## [Problem]
Please copy out all the data. Every detail stays the same.

## [Given entries]
:::

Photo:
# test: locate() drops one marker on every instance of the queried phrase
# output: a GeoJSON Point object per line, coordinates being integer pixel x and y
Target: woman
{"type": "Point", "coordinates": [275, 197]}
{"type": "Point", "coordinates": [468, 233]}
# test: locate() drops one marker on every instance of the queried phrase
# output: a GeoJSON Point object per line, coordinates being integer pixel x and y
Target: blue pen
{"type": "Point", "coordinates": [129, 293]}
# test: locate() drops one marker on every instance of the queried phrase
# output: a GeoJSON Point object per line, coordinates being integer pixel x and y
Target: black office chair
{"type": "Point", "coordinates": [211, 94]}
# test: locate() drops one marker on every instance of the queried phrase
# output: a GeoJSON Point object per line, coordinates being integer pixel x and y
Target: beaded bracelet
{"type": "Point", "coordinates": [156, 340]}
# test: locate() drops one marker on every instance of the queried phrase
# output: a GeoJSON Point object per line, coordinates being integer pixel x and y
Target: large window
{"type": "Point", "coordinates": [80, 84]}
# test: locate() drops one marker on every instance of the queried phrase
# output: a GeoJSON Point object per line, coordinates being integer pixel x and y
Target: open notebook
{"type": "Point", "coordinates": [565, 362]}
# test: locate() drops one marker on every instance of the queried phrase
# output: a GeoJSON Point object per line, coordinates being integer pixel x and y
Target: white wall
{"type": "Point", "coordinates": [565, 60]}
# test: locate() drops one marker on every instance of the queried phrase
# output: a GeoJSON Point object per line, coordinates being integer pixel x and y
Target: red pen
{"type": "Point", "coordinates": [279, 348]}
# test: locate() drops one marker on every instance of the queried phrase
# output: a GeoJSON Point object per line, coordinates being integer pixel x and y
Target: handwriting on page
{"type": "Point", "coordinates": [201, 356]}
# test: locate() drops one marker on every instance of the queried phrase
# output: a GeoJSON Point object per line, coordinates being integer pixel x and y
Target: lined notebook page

:::

## [Solution to the exercise]
Photo:
# test: locate() drops one marker on every instance of the queried phrase
# output: a GeoJSON Point object per line, coordinates being integer pixel x and y
Target: woman
{"type": "Point", "coordinates": [275, 197]}
{"type": "Point", "coordinates": [468, 233]}
# test: locate() drops one marker on every instance of the queried phrase
# output: a GeoJSON Point object per line, coordinates being integer pixel x and y
Target: blue pen
{"type": "Point", "coordinates": [129, 293]}
# test: locate() drops one marker on every instance of the queried phrase
# output: a GeoJSON Point object per line, coordinates being integer pixel x and y
Target: black office chair
{"type": "Point", "coordinates": [211, 94]}
# test: locate() drops one marker on every instance of the queried phrase
# output: a GeoJSON Point object per line, coordinates being integer pixel x and y
Target: beaded bracelet
{"type": "Point", "coordinates": [156, 340]}
# test: locate() drops one marker on every instance of the queried phrase
# output: a GeoJSON Point object per line, coordinates being integer pixel x and y
Target: large window
{"type": "Point", "coordinates": [80, 84]}
# test: locate() drops one marker on every instance of the queried phrase
# output: a GeoJSON Point object per line, coordinates being integer pixel x and y
Target: open notebook
{"type": "Point", "coordinates": [565, 362]}
# test: locate() drops one marker on every instance of the queried phrase
# output: a GeoJSON Point object per line, coordinates being integer pixel x and y
Target: white wall
{"type": "Point", "coordinates": [565, 60]}
# test: locate() drops one marker on every instance of the queried phrase
# output: a GeoJSON Point object per line, coordinates being integer pixel x and y
Target: red pen
{"type": "Point", "coordinates": [279, 348]}
# test: locate() drops one marker on every instance of the queried phrase
# output: a GeoJSON Point object per line, coordinates being integer pixel x and y
Target: handwriting on page
{"type": "Point", "coordinates": [201, 356]}
# test: locate() drops one marker on every instance of the queried phrase
# output: a GeoJSON Point object per line, coordinates being integer pixel x and y
Target: lined notebook page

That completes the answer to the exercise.